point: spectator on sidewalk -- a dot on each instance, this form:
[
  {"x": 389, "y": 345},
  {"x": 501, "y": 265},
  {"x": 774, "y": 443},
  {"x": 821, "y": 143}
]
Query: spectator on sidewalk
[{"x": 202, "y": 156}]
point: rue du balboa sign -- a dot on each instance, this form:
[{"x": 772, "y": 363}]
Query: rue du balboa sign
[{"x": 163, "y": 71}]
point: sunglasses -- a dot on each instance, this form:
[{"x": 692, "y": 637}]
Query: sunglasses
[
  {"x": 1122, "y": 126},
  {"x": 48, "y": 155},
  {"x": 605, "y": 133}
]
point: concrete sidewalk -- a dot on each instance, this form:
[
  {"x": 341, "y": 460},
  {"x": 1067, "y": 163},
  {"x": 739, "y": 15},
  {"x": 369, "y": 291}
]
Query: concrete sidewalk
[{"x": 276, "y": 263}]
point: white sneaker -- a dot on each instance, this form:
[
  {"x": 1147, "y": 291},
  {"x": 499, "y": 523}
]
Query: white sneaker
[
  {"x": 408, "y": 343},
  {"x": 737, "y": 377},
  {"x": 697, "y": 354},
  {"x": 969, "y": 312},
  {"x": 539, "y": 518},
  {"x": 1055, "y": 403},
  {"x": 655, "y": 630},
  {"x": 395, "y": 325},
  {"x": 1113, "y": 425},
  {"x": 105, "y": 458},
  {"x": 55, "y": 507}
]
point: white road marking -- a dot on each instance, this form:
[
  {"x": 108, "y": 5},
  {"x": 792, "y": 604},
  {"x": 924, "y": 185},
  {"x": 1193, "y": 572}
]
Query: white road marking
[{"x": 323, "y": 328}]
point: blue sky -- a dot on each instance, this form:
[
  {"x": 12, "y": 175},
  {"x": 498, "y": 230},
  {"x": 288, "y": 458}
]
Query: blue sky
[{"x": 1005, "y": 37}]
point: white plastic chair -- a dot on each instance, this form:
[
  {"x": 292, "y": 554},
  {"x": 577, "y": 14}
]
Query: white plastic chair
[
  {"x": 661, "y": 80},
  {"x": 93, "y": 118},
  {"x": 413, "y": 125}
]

Task: Copy all of the data above word for word, without changing anything.

Result of the exercise:
point: spectator on sidewalk -- a dot on each instance, this form:
[
  {"x": 389, "y": 345},
  {"x": 501, "y": 265},
  {"x": 774, "y": 443},
  {"x": 821, "y": 143}
]
Query: spectator on sidewalk
[{"x": 202, "y": 156}]
point: rue du balboa sign -- a dot on each instance, this form:
[{"x": 772, "y": 363}]
Query: rue du balboa sign
[{"x": 163, "y": 71}]
point: sunglasses -- a dot on each instance, this form:
[{"x": 692, "y": 637}]
Query: sunglasses
[
  {"x": 1122, "y": 126},
  {"x": 48, "y": 155},
  {"x": 605, "y": 133}
]
point: concrete sidewalk -- a dot on each instance, this form:
[
  {"x": 341, "y": 460},
  {"x": 1067, "y": 163},
  {"x": 739, "y": 15},
  {"x": 369, "y": 291}
]
Query: concrete sidewalk
[{"x": 276, "y": 263}]
point: white sneaker -- a dot on each instance, this form:
[
  {"x": 1147, "y": 291},
  {"x": 499, "y": 523}
]
Query: white sneaker
[
  {"x": 408, "y": 343},
  {"x": 737, "y": 377},
  {"x": 697, "y": 354},
  {"x": 969, "y": 312},
  {"x": 539, "y": 518},
  {"x": 1055, "y": 403},
  {"x": 655, "y": 630},
  {"x": 395, "y": 325},
  {"x": 1113, "y": 425},
  {"x": 105, "y": 458},
  {"x": 55, "y": 507}
]
point: white road marking -- a dot on each instance, this form:
[
  {"x": 108, "y": 5},
  {"x": 792, "y": 604},
  {"x": 924, "y": 185},
  {"x": 1193, "y": 572}
]
Query: white road marking
[{"x": 323, "y": 328}]
point: blue sky -- a dot on each instance, this form:
[
  {"x": 12, "y": 175},
  {"x": 498, "y": 230},
  {"x": 288, "y": 458}
]
Query: blue sky
[{"x": 1005, "y": 37}]
point: white plastic chair -- a dot on each instance, this form:
[
  {"x": 292, "y": 554},
  {"x": 577, "y": 14}
]
Query: white plastic chair
[
  {"x": 661, "y": 80},
  {"x": 93, "y": 118},
  {"x": 413, "y": 125}
]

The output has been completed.